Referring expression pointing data
#####

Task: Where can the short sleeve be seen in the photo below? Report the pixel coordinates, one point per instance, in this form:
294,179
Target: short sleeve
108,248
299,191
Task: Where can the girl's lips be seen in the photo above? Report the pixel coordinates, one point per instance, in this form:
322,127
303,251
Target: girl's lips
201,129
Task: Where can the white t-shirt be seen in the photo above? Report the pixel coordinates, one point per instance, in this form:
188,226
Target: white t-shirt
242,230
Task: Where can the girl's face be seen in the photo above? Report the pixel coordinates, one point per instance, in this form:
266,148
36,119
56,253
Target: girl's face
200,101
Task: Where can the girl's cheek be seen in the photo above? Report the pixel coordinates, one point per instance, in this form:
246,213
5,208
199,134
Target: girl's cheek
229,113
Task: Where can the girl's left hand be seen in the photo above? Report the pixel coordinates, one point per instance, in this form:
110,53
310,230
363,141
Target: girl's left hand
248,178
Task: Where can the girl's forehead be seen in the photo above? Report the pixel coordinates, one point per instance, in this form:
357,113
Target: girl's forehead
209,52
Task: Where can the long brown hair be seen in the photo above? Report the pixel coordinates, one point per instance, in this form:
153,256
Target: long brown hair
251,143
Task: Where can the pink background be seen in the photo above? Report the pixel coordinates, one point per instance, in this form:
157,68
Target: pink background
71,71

#####

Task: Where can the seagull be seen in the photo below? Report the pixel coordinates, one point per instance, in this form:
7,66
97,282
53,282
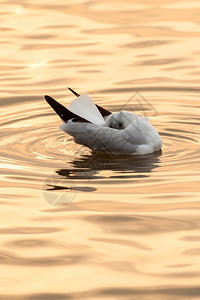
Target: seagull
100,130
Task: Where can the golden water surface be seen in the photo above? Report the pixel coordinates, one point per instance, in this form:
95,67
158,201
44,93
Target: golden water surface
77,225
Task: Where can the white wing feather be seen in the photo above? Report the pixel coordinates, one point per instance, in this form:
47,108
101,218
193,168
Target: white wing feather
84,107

#####

**What to produce**
What must be returned is a bare number, the count of lines in the entries holding the string "below".

**Your response**
2